• _Problem set_
1. In the article on illegal buildings, who is responsible under the NBS for enforcing compliance with the relevant building laws?
2. Pick up the article on illegal buildings after its final sentence and carry it forward.

** begin Passage given **

By Chantelle Gladwin-Wood, Partner and Maike Gohl, Partner
This article examines the legal rights of property owners and occupiers in dealing with so-called “illegal buildings” (which are buildings that are built contrary to the approved plans on file at the municipality, or buildings that are built in contravention of any zoning, town planning, title deed condition or restrictive covenant).
This issue is regulated by the National Building Regulations and Building Standard Act (“NBS”), the Promotion of Administration of Justice Act (“PAJA”), any By-Laws that a municipality may have promulgated in relation thereto, the Spatial Planning and Land Use Act (“SPLUA”), the relevant Town Planning Schemes, the Constitution and lastly also the common law.
Caveat: As this is an area of law in which building and town planning law intersect with neighbour law, property law, contract law, and constitutional and even administrative law, it can be relatively tricky to understand what remedies are available to an affected person in any particular situation. When in doubt, always consult a property professional.
Responsibility for Enforcement
In terms of the NBS, it is the responsibility of the local authority (i.e. the municipality) to enforce compliance with the relevant building laws. This essentially means that where you are faced with a situation where you would like to prevent the continued construction of an illegal building, or you would like to go even further and obtain demolition of that illegal building, you would normally first approach the building department at the applicable municipality for assistance. It is the duty of this department to enforce the relevant laws and ensure that the illegal building is dealt with in terms of the applicable laws.
Can Neighbours/Communities/Rates Payers Associations Enforce Building Laws?
To the extent that the municipality fails or refuses to take action, or is simply not taking adequate action, or is too slow in taking that action, or that action has proven ineffective, it is legally possible for owners to approach a court for an order enforcing compliance with the laws themselves, although the legal basis for that kind of application might not be in terms of the NBS and might be located in other laws.
Type of Court Order Applied For
Regardless of whether the local authority or another interested party, such as a neighbour or community, approaches the court, the type of order normally sought to deal with an illegal building would be either a prohibitory interdict preventing the offending builder from continuing to build illegally, or a mandatory interdict requiring the demolition of the illegal building or illegal portion thereof.

** end Passage given **
** begin Information provided **

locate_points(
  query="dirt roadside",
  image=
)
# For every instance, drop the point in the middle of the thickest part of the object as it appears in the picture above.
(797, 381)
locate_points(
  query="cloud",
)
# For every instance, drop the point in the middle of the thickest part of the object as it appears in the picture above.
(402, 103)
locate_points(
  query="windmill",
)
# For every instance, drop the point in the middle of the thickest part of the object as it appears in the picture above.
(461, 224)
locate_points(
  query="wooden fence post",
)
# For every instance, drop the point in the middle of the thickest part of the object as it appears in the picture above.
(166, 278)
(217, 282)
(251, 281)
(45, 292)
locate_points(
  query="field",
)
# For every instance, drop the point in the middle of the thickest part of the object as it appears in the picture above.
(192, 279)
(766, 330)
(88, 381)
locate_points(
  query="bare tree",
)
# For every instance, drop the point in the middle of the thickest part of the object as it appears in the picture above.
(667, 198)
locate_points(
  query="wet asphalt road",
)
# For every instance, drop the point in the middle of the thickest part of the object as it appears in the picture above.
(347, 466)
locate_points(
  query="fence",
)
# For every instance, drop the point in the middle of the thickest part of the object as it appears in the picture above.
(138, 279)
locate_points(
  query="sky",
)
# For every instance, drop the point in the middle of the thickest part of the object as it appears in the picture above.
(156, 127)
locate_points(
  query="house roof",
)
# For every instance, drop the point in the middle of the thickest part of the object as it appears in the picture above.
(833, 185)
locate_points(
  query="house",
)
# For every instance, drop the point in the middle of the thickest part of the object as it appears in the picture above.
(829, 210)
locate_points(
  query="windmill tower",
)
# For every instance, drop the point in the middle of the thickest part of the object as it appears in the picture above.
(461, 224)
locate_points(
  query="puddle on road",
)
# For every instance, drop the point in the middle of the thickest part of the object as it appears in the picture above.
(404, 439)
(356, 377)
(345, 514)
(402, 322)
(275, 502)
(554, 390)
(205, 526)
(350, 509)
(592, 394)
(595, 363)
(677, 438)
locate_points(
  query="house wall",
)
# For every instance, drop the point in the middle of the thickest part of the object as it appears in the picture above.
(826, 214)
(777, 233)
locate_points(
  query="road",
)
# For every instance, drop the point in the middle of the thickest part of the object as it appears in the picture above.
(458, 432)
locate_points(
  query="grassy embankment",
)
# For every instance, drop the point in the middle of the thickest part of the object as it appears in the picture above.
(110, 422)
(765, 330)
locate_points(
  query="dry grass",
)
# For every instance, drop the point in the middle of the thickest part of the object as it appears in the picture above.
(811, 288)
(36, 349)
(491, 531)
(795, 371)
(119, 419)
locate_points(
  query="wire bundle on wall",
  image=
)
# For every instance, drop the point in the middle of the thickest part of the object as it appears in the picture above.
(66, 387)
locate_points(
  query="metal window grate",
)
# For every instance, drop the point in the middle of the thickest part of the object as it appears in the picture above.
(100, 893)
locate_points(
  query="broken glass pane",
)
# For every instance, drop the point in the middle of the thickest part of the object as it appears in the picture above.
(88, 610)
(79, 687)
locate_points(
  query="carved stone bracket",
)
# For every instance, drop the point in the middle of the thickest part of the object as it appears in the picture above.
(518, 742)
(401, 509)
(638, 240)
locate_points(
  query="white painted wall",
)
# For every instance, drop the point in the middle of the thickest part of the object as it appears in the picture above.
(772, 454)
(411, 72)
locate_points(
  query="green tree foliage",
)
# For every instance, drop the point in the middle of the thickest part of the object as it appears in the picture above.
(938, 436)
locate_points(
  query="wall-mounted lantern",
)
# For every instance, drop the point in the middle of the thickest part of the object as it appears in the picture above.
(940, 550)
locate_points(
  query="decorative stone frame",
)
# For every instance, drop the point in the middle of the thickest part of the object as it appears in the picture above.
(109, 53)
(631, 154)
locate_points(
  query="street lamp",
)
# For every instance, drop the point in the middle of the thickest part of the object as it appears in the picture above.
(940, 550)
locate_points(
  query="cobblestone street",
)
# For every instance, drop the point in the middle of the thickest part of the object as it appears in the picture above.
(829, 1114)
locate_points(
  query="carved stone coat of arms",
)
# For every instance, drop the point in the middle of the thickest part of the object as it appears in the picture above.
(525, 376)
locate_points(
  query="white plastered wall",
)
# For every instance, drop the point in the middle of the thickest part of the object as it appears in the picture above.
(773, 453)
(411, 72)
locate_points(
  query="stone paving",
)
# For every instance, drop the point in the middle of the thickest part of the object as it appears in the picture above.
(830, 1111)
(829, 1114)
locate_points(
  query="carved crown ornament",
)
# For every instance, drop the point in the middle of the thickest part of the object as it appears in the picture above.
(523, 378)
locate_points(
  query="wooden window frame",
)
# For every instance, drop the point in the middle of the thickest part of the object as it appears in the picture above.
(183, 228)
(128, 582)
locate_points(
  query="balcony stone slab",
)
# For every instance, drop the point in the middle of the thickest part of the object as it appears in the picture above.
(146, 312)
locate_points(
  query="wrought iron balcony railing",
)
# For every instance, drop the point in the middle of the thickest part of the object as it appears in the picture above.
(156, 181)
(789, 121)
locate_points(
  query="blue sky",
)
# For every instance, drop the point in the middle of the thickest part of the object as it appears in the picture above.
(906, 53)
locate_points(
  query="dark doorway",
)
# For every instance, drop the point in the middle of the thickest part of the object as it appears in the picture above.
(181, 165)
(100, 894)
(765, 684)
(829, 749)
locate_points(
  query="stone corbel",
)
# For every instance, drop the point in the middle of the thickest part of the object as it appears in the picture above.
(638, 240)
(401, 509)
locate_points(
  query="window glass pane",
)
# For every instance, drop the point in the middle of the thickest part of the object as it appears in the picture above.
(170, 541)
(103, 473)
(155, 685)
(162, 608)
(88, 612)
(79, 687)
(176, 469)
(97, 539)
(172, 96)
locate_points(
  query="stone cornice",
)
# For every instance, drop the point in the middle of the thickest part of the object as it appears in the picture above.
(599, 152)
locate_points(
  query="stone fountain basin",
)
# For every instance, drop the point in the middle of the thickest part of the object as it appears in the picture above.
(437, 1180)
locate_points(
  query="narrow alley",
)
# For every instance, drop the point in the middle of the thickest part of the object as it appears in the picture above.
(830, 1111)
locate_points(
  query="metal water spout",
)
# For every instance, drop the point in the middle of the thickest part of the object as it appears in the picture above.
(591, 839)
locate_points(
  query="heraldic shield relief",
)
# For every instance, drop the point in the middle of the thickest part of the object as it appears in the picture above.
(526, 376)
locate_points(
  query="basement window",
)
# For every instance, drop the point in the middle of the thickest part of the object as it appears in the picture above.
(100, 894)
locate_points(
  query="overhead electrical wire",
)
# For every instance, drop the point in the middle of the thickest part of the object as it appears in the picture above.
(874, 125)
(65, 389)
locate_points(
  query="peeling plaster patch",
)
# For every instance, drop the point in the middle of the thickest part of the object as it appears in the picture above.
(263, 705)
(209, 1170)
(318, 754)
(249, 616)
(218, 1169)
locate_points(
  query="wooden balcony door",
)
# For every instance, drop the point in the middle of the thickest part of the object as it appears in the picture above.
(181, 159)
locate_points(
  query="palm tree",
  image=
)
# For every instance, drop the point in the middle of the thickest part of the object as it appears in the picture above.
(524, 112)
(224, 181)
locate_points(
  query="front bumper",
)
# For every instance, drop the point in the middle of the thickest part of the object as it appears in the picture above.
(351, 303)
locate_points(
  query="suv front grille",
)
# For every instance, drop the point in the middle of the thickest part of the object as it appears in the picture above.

** end Information provided **

• _Results in order_
1. The local authority, meaning the municipality.

2.
Will a Court really grant us a Demolition Order?
It has been assumed for many years that courts are reluctant to grant demolition orders on the basis that it will cause severe financial harm to the owner of the property being demolished. Van der Walt, however, argues that from an analysis of the relevant case law, it appears that this is not true, and that more often than not when a proper case is made out for a demolition order of illegal buildings, the court will grant these types of orders.
Sometimes people think that if they rush to complete the illegal building, a court won’t be able to do anything about it – for example, they won’t be able to make an order that the illegal building stop, because the building is already complete. This thinking is flawed. The idea that a court will not grant a demolition order of an illegal building that has already been completed has not found favour in our law; and in fact, was expressly struck down by our courts. A court can and will order demolition where a proper case for same has been made out, and the fact that the illegal building is complete has no bearing at all on this. There is thus good reason to believe that when you are seeking a demolition order, provided that you are legally entitled to same, you should be able to obtain it from the courts.
What if I am Unhappy with the Approved Building Plans?
If you only become aware of building works that you believe violate your rights as a neighbour after the plans for those building works have already been approved, and the offending builder is building in accordance with the approved plans, your only recourse is to approach the courts for an order declaring that the municipality’s decision to approve those building plans was legally flawed and should be set aside. When the plans are set aside as having been wrongfully approved, there will be no approved building plans in place for the building in question, which will render it an illegal building in terms of which you can seek a demolition order or prohibitory interdict to stop further building (if the building is not yet complete).
What if I am Happy with the Approved Building Plans, but the Building is not Built in Line with them?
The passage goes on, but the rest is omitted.